### Aufgaben und Übungen
(a) Schreiben Sie aus dem Text über Jenny Holzer und Louise Bourgeois die Stelle von „Mona Lisa? Leonardo“ bis einschließlich „die Massen an.“ wortgetreu ab.
(b) Setzen Sie den Text über Jenny Holzer und Louise Bourgeois im Anschluss an seinen letzten Satz fort.

Grosse Begegnung. Die Künstlerin Jenny Holzer kuratiert grafische Arbeiten und Skulpturen der Künstlerin Louise Bourgeois im Kunstmuseum Basel.

Mona Lisa? Leonardo da Vinci. Zerfliessende Uhren? Salvador Dali. Rot flimmernde LED-Schriftbänder? Ja, Jenny Holzer. Und gigantische, mega-gruselige Spinnen in Bronze? Auch das haben Sie erraten; Louise Bourgeois. Vor ein paar Jahren konnten wir in Zürich so ein Monster am Bürkliplatz bestaunen. Es hiess «Maman» und zog die Massen an.

Die beiden Frauen, Holzer, Jahrgang 1950, und Bourgeois, 2010 98-jährig verstorben, gehören zu den ganz Grossen im nach wie vor männerdominierten Kunstbetrieb. Sie zählen zu den wenigen Künstlerinnen, denen es gelang, nicht nur globale Bekanntheit sondern auch absolute Unverwechselbarkeit zu erlangen.

### Datensätze
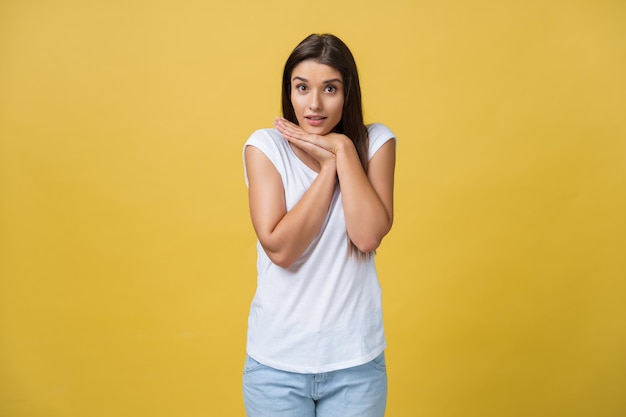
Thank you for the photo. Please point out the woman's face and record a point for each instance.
(317, 96)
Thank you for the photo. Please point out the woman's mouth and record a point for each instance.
(315, 120)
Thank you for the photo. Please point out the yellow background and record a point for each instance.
(127, 255)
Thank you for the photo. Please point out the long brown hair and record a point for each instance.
(329, 50)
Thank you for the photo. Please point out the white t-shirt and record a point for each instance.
(323, 313)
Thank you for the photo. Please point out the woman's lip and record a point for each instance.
(315, 120)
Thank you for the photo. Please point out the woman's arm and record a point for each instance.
(285, 235)
(367, 198)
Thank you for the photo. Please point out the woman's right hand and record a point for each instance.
(308, 142)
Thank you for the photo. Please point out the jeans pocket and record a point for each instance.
(251, 365)
(379, 362)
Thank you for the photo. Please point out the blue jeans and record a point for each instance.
(360, 391)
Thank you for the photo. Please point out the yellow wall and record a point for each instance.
(127, 255)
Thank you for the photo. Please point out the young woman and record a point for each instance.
(321, 200)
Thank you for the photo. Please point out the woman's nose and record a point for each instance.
(315, 104)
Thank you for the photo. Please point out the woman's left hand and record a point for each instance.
(331, 142)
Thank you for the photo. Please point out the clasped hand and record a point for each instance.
(320, 147)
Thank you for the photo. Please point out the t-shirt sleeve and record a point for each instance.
(262, 140)
(379, 134)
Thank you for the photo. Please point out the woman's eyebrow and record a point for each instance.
(334, 80)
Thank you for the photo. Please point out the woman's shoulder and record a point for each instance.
(266, 138)
(379, 134)
(379, 130)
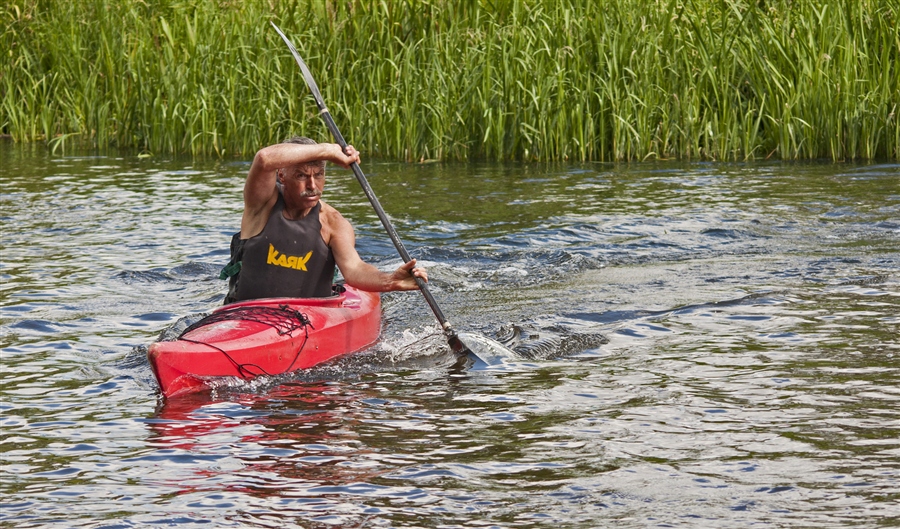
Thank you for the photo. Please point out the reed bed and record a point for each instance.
(455, 80)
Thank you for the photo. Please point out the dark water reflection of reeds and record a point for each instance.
(702, 345)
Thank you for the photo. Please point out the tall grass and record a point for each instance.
(466, 79)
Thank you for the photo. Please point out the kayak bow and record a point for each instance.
(265, 337)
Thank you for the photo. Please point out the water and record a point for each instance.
(699, 345)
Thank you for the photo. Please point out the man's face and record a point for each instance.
(304, 182)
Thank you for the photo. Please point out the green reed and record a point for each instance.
(502, 79)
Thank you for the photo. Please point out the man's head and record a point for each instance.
(305, 180)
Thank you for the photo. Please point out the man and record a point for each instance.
(290, 240)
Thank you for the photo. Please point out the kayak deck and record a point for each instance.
(266, 337)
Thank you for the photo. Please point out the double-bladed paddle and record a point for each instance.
(483, 348)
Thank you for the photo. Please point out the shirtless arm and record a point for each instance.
(260, 193)
(360, 274)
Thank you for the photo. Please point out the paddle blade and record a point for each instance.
(306, 73)
(482, 348)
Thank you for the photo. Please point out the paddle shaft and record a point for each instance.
(453, 338)
(385, 221)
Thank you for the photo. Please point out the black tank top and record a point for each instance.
(288, 259)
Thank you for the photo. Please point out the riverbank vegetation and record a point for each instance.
(470, 79)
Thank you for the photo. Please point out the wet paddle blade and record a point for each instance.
(306, 73)
(488, 351)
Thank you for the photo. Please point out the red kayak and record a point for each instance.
(266, 337)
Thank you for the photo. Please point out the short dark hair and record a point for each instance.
(303, 140)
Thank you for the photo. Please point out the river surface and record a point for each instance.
(698, 345)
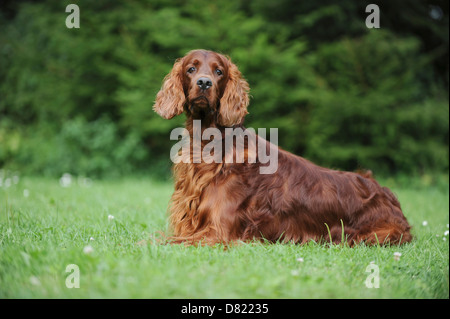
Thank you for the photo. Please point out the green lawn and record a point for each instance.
(45, 227)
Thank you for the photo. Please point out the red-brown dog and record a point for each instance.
(223, 202)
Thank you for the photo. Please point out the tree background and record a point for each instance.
(341, 95)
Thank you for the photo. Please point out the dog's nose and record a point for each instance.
(204, 83)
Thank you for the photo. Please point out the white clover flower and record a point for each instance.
(88, 250)
(35, 281)
(65, 180)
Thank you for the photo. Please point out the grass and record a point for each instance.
(44, 232)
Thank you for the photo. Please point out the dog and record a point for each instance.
(220, 202)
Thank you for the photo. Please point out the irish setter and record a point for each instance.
(224, 202)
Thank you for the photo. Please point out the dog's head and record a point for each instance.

### Lösungen
(a)
Mona Lisa? Leonardo da Vinci. Zerfliessende Uhren? Salvador Dali. Rot flimmernde LED-Schriftbänder? Ja, Jenny Holzer. Und gigantische, mega-gruselige Spinnen in Bronze? Auch das haben Sie erraten; Louise Bourgeois. Vor ein paar Jahren konnten wir in Zürich so ein Monster am Bürkliplatz bestaunen. Es hiess «Maman» und zog die Massen an.

(b)
Nun treten sie also gemeinsam im Basler Kunstmuseum an. Nach der POC-Künstlerin Kara Walker im vergangenen Jahr ist damit wieder von einem Coup des Direktors Josef Helfenstein und der Kuratorin Anita Haldemann zu berichten, die klug und mit strategischem Kalkül mit Werken, die häufig als die Resteecke des Kunstbetriebs betrachtet werden – Arbeiten auf Papier -, eine grosse und grossartige Show ausrichten.

Natürlich, Louise Bourgeois, erst im Alter anerkannt und geschätzt, ist inzwischen zu einer sicheren Bank geworden. Ihr Werk ist sehr bekannt und in unzähligen Ausstellungen präsent. Und Jenny Holzer? Ihre Botschaften, projiziert auf Leuchtbändern in Installationen, im Museum, vor allem aber im öffentlichen Raum, gehören als Vorboten einer digitalisierten Medienkultur längst zu den Klassikern der Kunstgeschichte.

Ein solches Gipfeltreffen generiert Aufmerksamkeit und dürfte – Win-Win-Situation für Museum, Galeristen und Nachlassverwerter – Fama und Marktwert der Künstlerinnen mehren. Doch was gewinnt das Publikum? Holzer und Bourgeois, das scheint ein gewaltiger Widerspruch!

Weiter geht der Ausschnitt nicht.